■ Excerpted text ■
++++

Wednesday, February 14, 2007

All your genes (will soon) belong to someone else

Michael Crichton sheds some light on a real screw up by the US Patent Office in a NYTimes op piece: Patenting Life.
You can’t patent snow, eagles or gravity, and you shouldn’t be able to patent genes, either. Yet by now one-fifth of the genes in your body are privately owned.

how crazy is this? how ABSURD is this? not only that, it is even more wrong when people make a profit at the expense of people trying to fight diseases:

Gene patents are now used to halt research, prevent medical testing and keep vital information from you and your doctor. Gene patents slow the pace of medical advance on deadly diseases. And they raise costs exorbitantly: a test for breast cancer that could be done for $1,000 now costs $3,000.

Why? Because the holder of the gene patent can charge whatever he wants, and does. Couldn’t somebody make a cheaper test? Sure, but the patent holder blocks any competitor’s test. He owns the gene. Nobody else can test for it. In fact, you can’t even donate your own breast cancer gene to another scientist without permission. The gene may exist in your body, but it’s now private property.

...

Fortunately, two congressmen want to make the full benefit of the decoded genome available to us all. Last Friday, Xavier Becerra, a Democrat of California, and Dave Weldon, a Republican of Florida, sponsored the Genomic Research and Accessibility Act, to ban the practice of patenting genes found in nature. Mr. Becerra has been careful to say the bill does not hamper invention, but rather promotes it. He’s right. This bill will fuel innovation, and return our common genetic heritage to us. It deserves our support.

so with that, i wish you a happy valentine's day. i'd give you my heart, but Big Business owns the patent.

++++

■ Dataset records ■
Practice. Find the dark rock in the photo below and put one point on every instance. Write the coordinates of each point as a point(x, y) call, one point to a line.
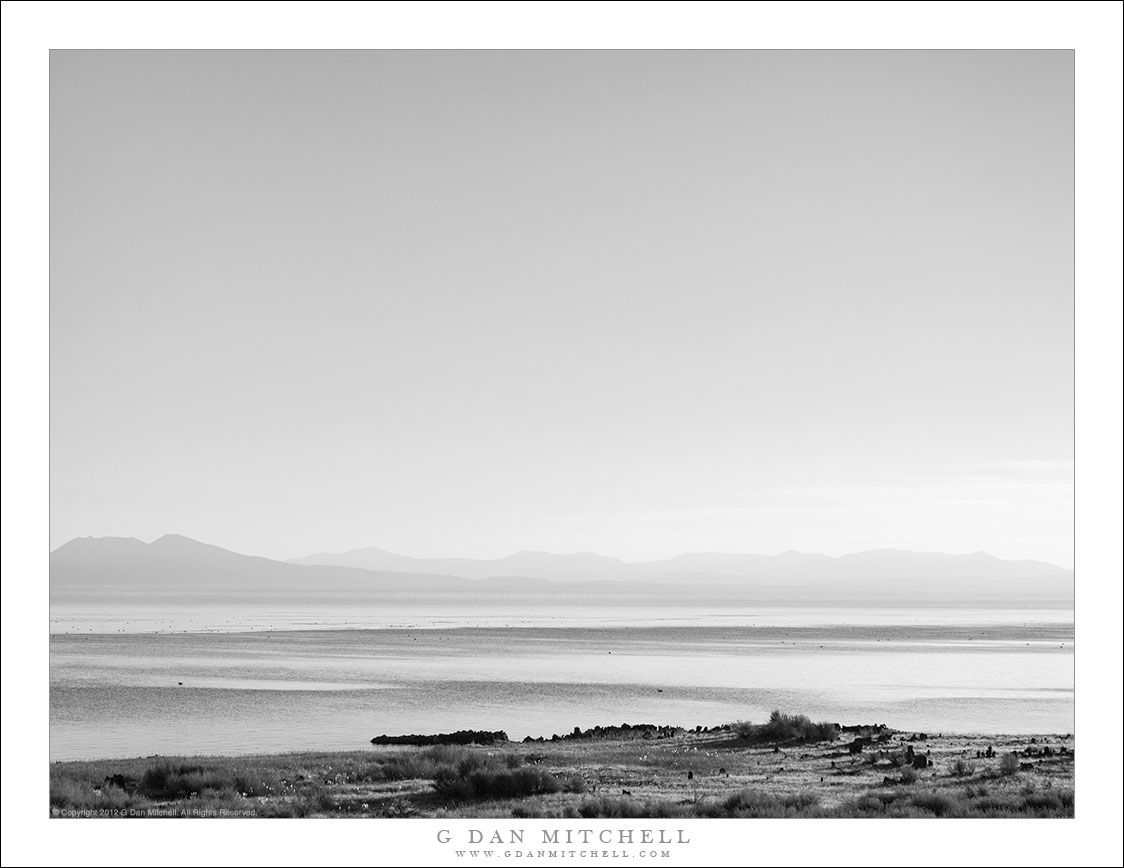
point(462, 737)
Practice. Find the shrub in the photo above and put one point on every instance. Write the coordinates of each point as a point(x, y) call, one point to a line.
point(939, 804)
point(618, 806)
point(750, 803)
point(787, 728)
point(1009, 763)
point(464, 784)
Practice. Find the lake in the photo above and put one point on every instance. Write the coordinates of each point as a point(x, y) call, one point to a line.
point(136, 677)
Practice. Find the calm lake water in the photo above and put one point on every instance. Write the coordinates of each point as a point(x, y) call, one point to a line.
point(304, 675)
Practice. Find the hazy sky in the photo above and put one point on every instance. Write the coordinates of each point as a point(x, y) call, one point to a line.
point(637, 303)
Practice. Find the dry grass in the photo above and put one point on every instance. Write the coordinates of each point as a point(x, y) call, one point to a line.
point(692, 775)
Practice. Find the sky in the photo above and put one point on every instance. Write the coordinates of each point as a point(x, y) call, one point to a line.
point(634, 303)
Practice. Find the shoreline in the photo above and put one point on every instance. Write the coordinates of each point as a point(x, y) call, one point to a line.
point(688, 774)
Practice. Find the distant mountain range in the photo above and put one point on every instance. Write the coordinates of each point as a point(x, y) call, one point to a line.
point(175, 562)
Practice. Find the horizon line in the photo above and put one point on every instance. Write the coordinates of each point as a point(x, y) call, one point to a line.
point(565, 554)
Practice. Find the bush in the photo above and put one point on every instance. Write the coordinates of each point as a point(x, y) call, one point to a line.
point(939, 804)
point(750, 803)
point(786, 728)
point(465, 784)
point(1009, 763)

++++

■ Prompt 1 ■
In the gene patents post, retype the passage from "Fortunately, two congressmen" up to and including "owns the patent.".
■ Prompt 2 ■
List every person named in the gene patents post.

■ Solution 1 ■
Fortunately, two congressmen want to make the full benefit of the decoded genome available to us all. Last Friday, Xavier Becerra, a Democrat of California, and Dave Weldon, a Republican of Florida, sponsored the Genomic Research and Accessibility Act, to ban the practice of patenting genes found in nature. Mr. Becerra has been careful to say the bill does not hamper invention, but rather promotes it. He’s right. This bill will fuel innovation, and return our common genetic heritage to us. It deserves our support.

so with that, i wish you a happy valentine's day. i'd give you my heart, but Big Business owns the patent.

■ Solution 2 ■
Michael Crichton
Xavier Becerra
Dave Weldon